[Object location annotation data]
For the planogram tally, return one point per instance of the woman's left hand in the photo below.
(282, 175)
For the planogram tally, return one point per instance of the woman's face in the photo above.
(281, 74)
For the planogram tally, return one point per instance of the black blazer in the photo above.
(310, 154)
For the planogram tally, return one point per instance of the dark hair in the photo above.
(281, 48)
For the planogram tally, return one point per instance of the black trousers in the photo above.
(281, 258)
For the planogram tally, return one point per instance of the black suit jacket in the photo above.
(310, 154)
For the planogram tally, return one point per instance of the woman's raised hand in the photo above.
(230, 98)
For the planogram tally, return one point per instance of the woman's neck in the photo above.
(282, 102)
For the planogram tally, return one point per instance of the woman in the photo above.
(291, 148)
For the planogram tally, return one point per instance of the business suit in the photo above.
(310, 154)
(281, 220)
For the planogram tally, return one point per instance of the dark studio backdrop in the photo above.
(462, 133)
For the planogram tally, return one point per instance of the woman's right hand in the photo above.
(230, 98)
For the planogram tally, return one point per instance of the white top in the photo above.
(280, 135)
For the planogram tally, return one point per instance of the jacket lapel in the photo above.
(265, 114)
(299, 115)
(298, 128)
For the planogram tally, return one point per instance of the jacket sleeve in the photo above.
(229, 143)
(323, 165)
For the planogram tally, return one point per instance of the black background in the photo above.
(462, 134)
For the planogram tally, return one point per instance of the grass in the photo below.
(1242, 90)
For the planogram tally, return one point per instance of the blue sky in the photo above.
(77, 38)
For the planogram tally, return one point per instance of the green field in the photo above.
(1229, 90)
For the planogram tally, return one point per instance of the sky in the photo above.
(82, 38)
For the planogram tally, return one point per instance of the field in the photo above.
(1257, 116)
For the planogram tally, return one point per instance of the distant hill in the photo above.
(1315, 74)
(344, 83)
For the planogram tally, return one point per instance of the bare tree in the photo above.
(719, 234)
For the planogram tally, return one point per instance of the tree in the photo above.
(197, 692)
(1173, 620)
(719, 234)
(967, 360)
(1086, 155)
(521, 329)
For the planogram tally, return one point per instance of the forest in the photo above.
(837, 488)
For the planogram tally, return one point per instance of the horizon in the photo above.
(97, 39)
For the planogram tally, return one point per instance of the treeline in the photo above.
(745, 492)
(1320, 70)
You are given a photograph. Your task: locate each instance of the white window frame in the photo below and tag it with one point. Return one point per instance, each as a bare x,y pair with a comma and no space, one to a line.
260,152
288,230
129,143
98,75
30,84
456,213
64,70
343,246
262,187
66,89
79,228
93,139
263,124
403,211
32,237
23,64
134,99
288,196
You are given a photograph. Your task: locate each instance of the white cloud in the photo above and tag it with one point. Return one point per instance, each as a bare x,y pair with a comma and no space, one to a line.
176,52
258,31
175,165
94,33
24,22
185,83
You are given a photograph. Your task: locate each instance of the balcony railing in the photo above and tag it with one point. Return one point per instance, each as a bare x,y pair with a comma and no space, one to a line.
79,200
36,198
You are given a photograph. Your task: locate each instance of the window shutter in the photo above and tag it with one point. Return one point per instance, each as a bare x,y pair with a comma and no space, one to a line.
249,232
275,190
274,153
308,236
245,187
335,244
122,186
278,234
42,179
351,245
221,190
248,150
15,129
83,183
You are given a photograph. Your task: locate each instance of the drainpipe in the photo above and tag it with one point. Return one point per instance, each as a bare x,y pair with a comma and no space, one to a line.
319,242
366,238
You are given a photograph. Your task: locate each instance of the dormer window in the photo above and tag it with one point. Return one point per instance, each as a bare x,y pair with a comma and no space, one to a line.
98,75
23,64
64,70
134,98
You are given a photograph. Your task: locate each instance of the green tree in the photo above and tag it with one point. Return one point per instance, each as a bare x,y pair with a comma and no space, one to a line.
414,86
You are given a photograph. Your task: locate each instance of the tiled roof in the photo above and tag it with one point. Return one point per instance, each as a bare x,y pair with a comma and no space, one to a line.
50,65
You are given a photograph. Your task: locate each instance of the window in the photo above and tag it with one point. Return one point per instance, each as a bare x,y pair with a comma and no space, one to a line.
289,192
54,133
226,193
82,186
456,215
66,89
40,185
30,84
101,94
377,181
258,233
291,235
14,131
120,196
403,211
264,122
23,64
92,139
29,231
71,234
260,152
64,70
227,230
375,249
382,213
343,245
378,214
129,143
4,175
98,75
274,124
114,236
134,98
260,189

* [To be done]:
Can you restate every record above word for word?

* [The output]:
For the planogram tally, return one point per instance of the woman's left hand in the photo below.
(282, 175)
For the planogram tally, return one point per instance of the woman's face in the photo above.
(281, 74)
For the planogram tally, return one point per instance of the black blazer in the photo above.
(310, 154)
For the planogram tally, return one point per instance of the dark hair in the photo above.
(281, 48)
For the planogram tally, return one point per instance of the black trousers in the photo above.
(281, 258)
For the planogram tally, return one point per instance of the black suit jacket in the photo above.
(310, 154)
For the planogram tally, return one point per instance of the woman's raised hand in the photo above.
(230, 98)
For the planogram tally, return one point per instance of the woman's neck in the photo above.
(282, 102)
For the planogram tally, return one point per instance of the woman in the photo above.
(291, 148)
For the planogram tally, return one point per instance of the business suit in the photo above.
(310, 154)
(281, 220)
For the planogram tally, return one point per instance of the dark studio backdrop in the photo above.
(462, 133)
For the planogram tally, return one point per instance of the woman's right hand in the photo above.
(230, 98)
For the planogram tally, return one point per instance of the white top in the photo above.
(280, 135)
For the planogram tally, return one point per instance of the jacket lapel in the photo above.
(265, 114)
(299, 115)
(298, 128)
For the planogram tally, return one point per instance of the jacket sleeve in the photo above.
(229, 143)
(323, 165)
For the planogram tally, return one point per instance of the black background in the photo above.
(462, 134)
For the planogram tally, return one point per instance of the grass in the photo below.
(1242, 90)
For the planogram tally, return one point per instance of the blue sky in the photo above.
(77, 38)
For the planogram tally, return one point per instance of the green field in the photo above.
(1229, 90)
For the planogram tally, return one point per instance of the sky in the photo above.
(82, 38)
For the planogram tally, return one point per instance of the field in the photo above.
(1257, 116)
For the planogram tally, return one point per instance of the distant hill in the photo above.
(1315, 74)
(344, 83)
For the planogram tally, return one point per instance of the bare tree in the photo above.
(719, 234)
For the planogram tally, return one point per instance of the tree in the photo above.
(197, 692)
(1173, 620)
(719, 234)
(967, 360)
(1086, 155)
(521, 329)
For the planogram tally, return one point per instance of the forest in the photo above.
(837, 488)
For the planogram tally, return one point per instance of the horizon in the photo above.
(97, 39)
For the planogram tally, return one point per instance of the treeline in the photo above.
(745, 492)
(1320, 70)
You are given a photograph. Your task: locate each instance of the white window frame in the photo below and tag it with one point. Return one point per instance, each as a bare x,y pair with a comma and no space, one to a line.
260,152
288,230
129,143
98,75
30,84
456,213
64,70
343,246
262,187
66,89
79,228
93,139
263,124
403,211
32,237
23,64
134,99
288,196
You are given a photograph. Your task: locate each instance of the white cloud in the photo above and tag it with one point. Return one point per instance, each as a bare x,y pair with a comma and no space, one to a line.
176,52
258,31
175,165
94,33
24,22
185,83
You are given a photograph. Your task: locate each instance of the balcony railing in the photo above and tag it with one point. Return one point per instance, each as a bare x,y pair with a comma and no space, one to a line.
79,200
36,198
You are given a photograph. Your task: locate each instance of the window shutter in the photo above and tag it with one point. Return one point per instance, each as a bare x,y pair with a comma and no space, one to a line.
249,232
275,190
274,153
308,236
245,187
335,244
122,186
278,234
42,179
351,245
221,190
248,150
15,129
83,183
You are given a photograph. Your task: locate each instance of the drainpipe in the photo above and tag it with one point. Return one point per instance, each as a bare x,y pair with a comma and no space, one to a line.
319,242
366,238
You are given a photograph. Your task: locate each instance of the dormer window in the photo above and tag it with one point. Return one point per instance, each as a bare x,y pair with a comma and no space, one to a line.
98,75
23,64
64,70
134,98
You are given a photograph. Your task: locate each instance of the green tree in the photo above and tag it with one point. Return one point per instance, each as a bare x,y pair with a comma and no space, one to a line.
414,86
You are given a photograph. Your task: locate each instance of the tiled roof in the photo above and tag it with one point. Return one point per instance, each as a bare x,y pair with a comma and no space, one to a line.
50,65
You are given a photograph. Your task: locate each instance of the window in the photo above and tag it with one point. Return one point per instance, each as a bare x,y pair with a comma and no space, one to a line.
289,192
54,133
226,193
82,186
456,215
66,89
40,185
30,84
101,94
377,181
258,233
291,235
14,131
120,196
403,211
264,122
23,64
92,139
29,231
71,234
260,152
64,70
227,230
375,249
382,213
343,245
378,214
129,143
4,175
98,75
274,124
114,236
134,98
260,189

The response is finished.